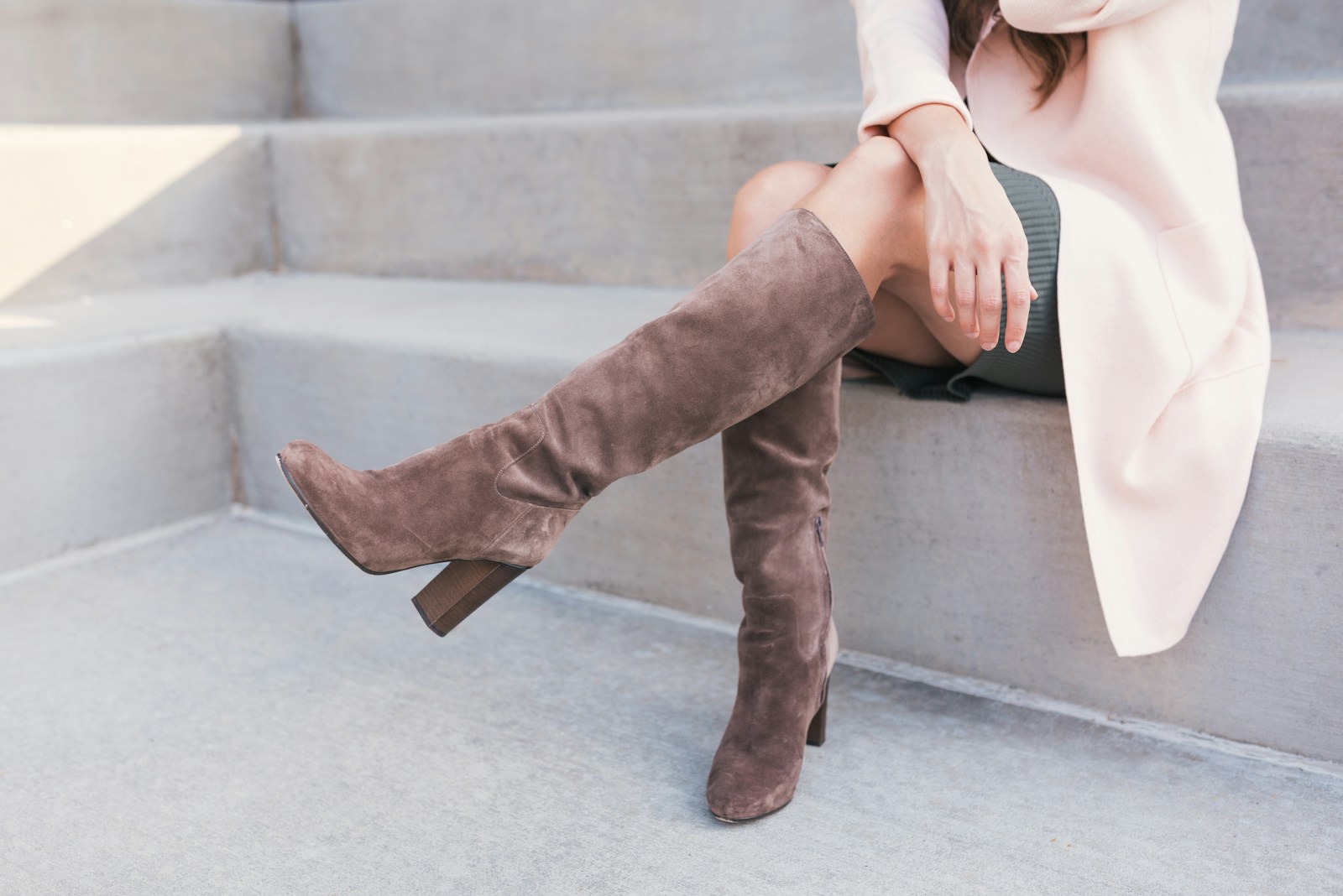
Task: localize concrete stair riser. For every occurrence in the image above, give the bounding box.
[0,329,235,571]
[0,0,1321,123]
[0,82,1343,329]
[295,0,1343,117]
[0,125,275,306]
[274,90,1343,327]
[239,321,1343,761]
[0,0,295,123]
[0,276,1343,761]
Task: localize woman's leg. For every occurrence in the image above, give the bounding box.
[278,138,923,634]
[728,157,976,376]
[705,145,956,820]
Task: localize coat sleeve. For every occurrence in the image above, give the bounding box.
[849,0,977,143]
[998,0,1173,34]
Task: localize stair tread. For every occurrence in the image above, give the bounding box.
[0,273,1343,448]
[0,518,1343,893]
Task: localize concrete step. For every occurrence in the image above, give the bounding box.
[285,0,1343,117]
[0,125,275,306]
[0,509,1343,896]
[0,0,294,123]
[0,81,1343,327]
[0,275,1343,762]
[262,81,1343,327]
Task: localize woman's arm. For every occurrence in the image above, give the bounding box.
[849,0,974,142]
[998,0,1173,34]
[888,103,1039,352]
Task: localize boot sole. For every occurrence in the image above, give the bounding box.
[275,453,532,637]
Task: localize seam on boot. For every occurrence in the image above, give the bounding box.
[490,401,583,509]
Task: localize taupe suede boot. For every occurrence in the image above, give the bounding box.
[277,208,875,634]
[705,358,842,820]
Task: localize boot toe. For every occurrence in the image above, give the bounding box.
[277,439,381,573]
[705,773,797,820]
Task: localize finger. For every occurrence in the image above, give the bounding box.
[928,255,956,322]
[955,255,979,338]
[975,255,1003,352]
[1003,253,1036,352]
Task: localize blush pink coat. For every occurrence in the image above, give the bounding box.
[851,0,1269,656]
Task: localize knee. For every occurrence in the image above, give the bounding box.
[732,161,830,221]
[835,135,918,190]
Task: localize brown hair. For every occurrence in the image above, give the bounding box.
[943,0,1086,112]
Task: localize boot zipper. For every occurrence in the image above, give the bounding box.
[813,513,834,607]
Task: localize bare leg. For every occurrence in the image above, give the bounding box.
[784,137,983,365]
[728,161,956,376]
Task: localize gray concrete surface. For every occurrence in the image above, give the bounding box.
[0,80,1343,317]
[294,0,862,117]
[264,81,1343,321]
[0,519,1343,896]
[0,0,295,123]
[0,276,1343,761]
[0,122,275,307]
[295,0,1343,117]
[0,328,237,574]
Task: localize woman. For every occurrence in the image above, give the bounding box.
[278,0,1269,820]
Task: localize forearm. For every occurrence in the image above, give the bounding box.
[886,103,989,175]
▬▬▬▬▬▬▬▬▬▬
◆ **SET PROBLEM**: Starting at the line containing "Task: localize taupe" and ending at the line containing "[728,161,956,376]", rewrite those lines from the items above as a numbered list, with both end lines included and blank lines left out.

◆ **OUTPUT BELOW**:
1. Task: localize taupe suede boot. For every occurrence in the image above, give the bounding box.
2. [277,208,875,634]
3. [705,358,842,820]
4. Task: localize boot toe. For every occurrence in the image above, give the bounding box.
5. [277,439,381,573]
6. [705,773,797,820]
7. Task: localize finger. For every occurrence in the image above, give the bounding box.
8. [928,255,956,322]
9. [955,255,979,338]
10. [975,255,1003,352]
11. [1003,253,1036,352]
12. Task: localize blush pink coat. For every occurrence in the image above, give the bounding box.
13. [851,0,1269,656]
14. Task: localize knee. For every occurrence in the image above, give the bounding box.
15. [732,161,830,221]
16. [835,135,918,190]
17. Task: localize brown hair. For every occurrence in the image above, give the bounding box.
18. [943,0,1086,112]
19. Task: localize boot zipper. For every occurrence in the image above, give the bounding box.
20. [813,513,834,607]
21. Task: localize bare leg. For every occurrence in the image above, give the bounding box.
22. [784,137,983,365]
23. [728,161,956,376]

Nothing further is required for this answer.